START Data extracts
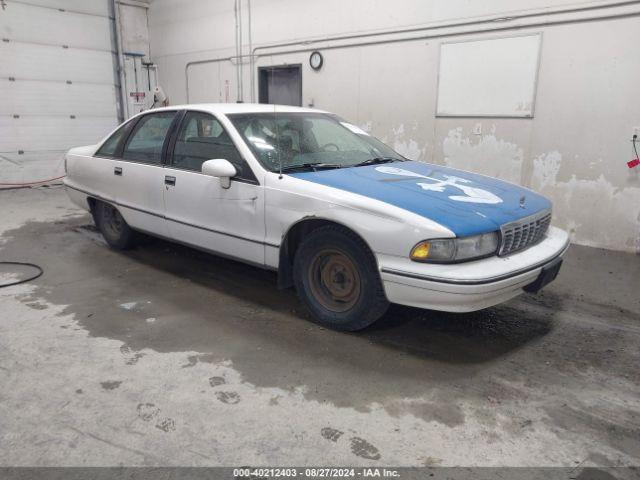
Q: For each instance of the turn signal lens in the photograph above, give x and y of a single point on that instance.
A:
(421, 251)
(448, 250)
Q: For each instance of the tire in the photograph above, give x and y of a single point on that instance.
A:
(113, 227)
(336, 277)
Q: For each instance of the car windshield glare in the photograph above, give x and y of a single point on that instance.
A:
(297, 141)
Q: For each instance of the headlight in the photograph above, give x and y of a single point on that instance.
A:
(450, 250)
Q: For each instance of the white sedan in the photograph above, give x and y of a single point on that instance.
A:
(341, 216)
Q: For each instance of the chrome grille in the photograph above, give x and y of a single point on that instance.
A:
(525, 232)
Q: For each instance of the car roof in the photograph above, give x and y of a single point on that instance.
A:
(228, 108)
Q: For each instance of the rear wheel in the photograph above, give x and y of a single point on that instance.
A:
(113, 227)
(336, 277)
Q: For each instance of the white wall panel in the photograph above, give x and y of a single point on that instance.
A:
(41, 62)
(33, 134)
(93, 7)
(57, 83)
(57, 98)
(26, 23)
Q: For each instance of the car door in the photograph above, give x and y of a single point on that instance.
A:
(139, 173)
(200, 212)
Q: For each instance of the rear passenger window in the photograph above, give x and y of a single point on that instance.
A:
(201, 138)
(146, 140)
(110, 146)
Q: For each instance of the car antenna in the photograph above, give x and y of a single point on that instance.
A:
(275, 123)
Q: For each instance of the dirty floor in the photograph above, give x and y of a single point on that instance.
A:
(169, 356)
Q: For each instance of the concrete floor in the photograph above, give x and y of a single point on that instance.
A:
(168, 356)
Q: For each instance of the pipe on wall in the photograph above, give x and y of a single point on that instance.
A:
(506, 23)
(123, 111)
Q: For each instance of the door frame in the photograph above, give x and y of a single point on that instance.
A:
END Data extracts
- What you are asked to do:
Pictures do not belong in the copy. Please reproduce the entries above exactly otherwise.

- Response below:
Q: For each instance of the turn signal lens in the photograph above, give x and y of a single point on that instance.
A:
(421, 251)
(448, 250)
Q: For each instance of the tire in the photograph above, give x and y of a single point on that instance.
A:
(113, 227)
(336, 277)
Q: For each instance of the car windshield glare in the photograph above, give x and y of a single point on that instance.
A:
(297, 141)
Q: For each instance of the headlight in the photograph above, give x and y of a single point on that instance.
A:
(450, 250)
Q: For each instance of the white sedan in the photograph above, give x and y of a single point on that instance.
A:
(341, 216)
Q: For each instance of the chrome grille in the photograph above, give x and y of a single point on that instance.
A:
(525, 232)
Q: For each instance of the car roof in the photograph above, give x and y of a single point on that instance.
A:
(228, 108)
Q: For each instance of the rear wheel in the photograph above, give x and y of a single point on that instance.
A:
(113, 227)
(336, 277)
Q: For each instance of the white wall panel in the photograph above, give x and y of a single point on that instance.
A:
(41, 62)
(33, 134)
(93, 7)
(57, 83)
(57, 98)
(26, 23)
Q: For each instance of the car door in the photograph above, give x and y of a single point on that instance.
A:
(139, 173)
(200, 212)
Q: For each instance of the rear passenger window in the photograph above, give x and y of a single point on that instance.
A:
(201, 138)
(146, 140)
(110, 146)
Q: For each instance of the car antenna in the photograph above, give x and y of a single point on that instance.
A:
(275, 123)
Q: For each instance of the dirty floor in the photograph above, give x and y of a single point on that instance.
A:
(169, 356)
Q: For each instance of the concrete floor in the photograph above, give x and y of a single point on that instance.
A:
(168, 356)
Q: For each instance of the pipe on wall in the photograph above, give x and y of a single point on that instance.
A:
(506, 23)
(123, 111)
Q: For each instance of the door frame in the photograph above, give x and y of a single point on that instance.
A:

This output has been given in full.